Extract section start

We talk about it with admiration, pride and gratitude, hosting a great researcher, an enormously successful historian, who discovered incredible things, collected in a newly published book, "Leonardo da Vinci and Verrazzano's Royal Discovery of New York." We welcome Prof. Stefaan Missinne, thanking him very much indeed for his kind helpfulness.

Professor, the first question is about the hero of the year, Giovanni da Verrazzano. Can you briefly tell us who he was?

I thank you for this interview.

Giovanni da Verrazzano (c. 1485-1528) describes himself in an elegant style to the Christian King Francis I of France. He writes he is the King´s humble servant as well as an inventor, thereby meaning discoverer. This is rather surprising.

Verrazzano is indeed a very important Italian navigator. During his epic journey 500 years ago, he mistook the inland waters of Pamlico Sound for an open strait leading to the Far East, but that does not diminish his importance in the history of discoveries. Interestingly, apparently no one has noticed that this Tuscan's family crest is the Marian eight-pointed star. I noticed it during a visit in the castle of Verrazzano because it hangs there on the exterior wall. On a modern version it is combined with the French lily because he was in the royal service of the King of France.

It is this Italian explorer who is commemorated this year for being the first in Early Modern history to discover life in the New World on the American east coast.

He came from a village in the Chianti wine region in Tuscany known as Greve in Chianti. It has apparently been forgotten that he was the first to describe the coastal areas of the North American East Coast, including New York.

Extract section end

**Explore the material**
[a] In the interview about Giovanni da Verrazzano, what village did Verrazzano come from?
[b] The opening of the interview says they talk about their guest with three feelings. List them.

Source data section start

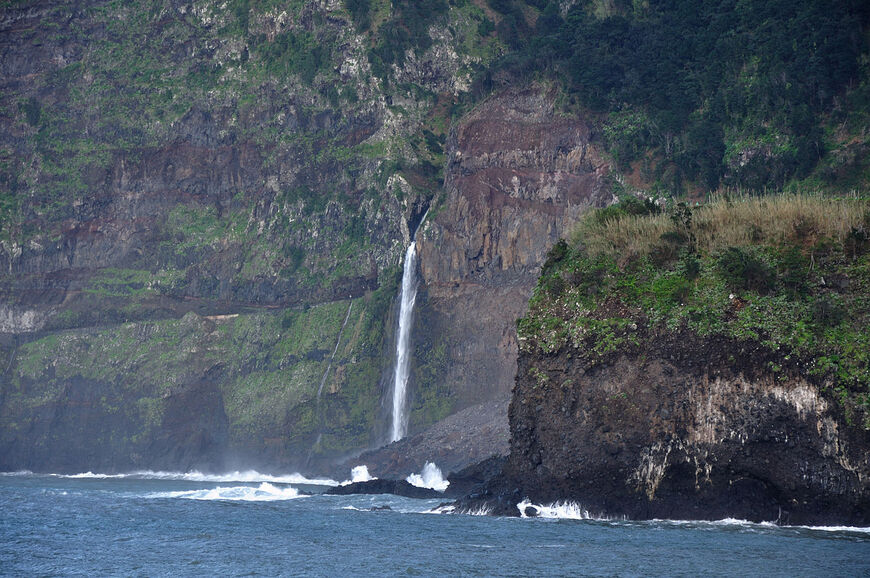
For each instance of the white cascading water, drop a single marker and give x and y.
(403, 344)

Source data section end

**Answers for this exercise**
[a] Greve in Chianti, a village in the Chianti wine region of Tuscany.

[b] Admiration, pride, and gratitude.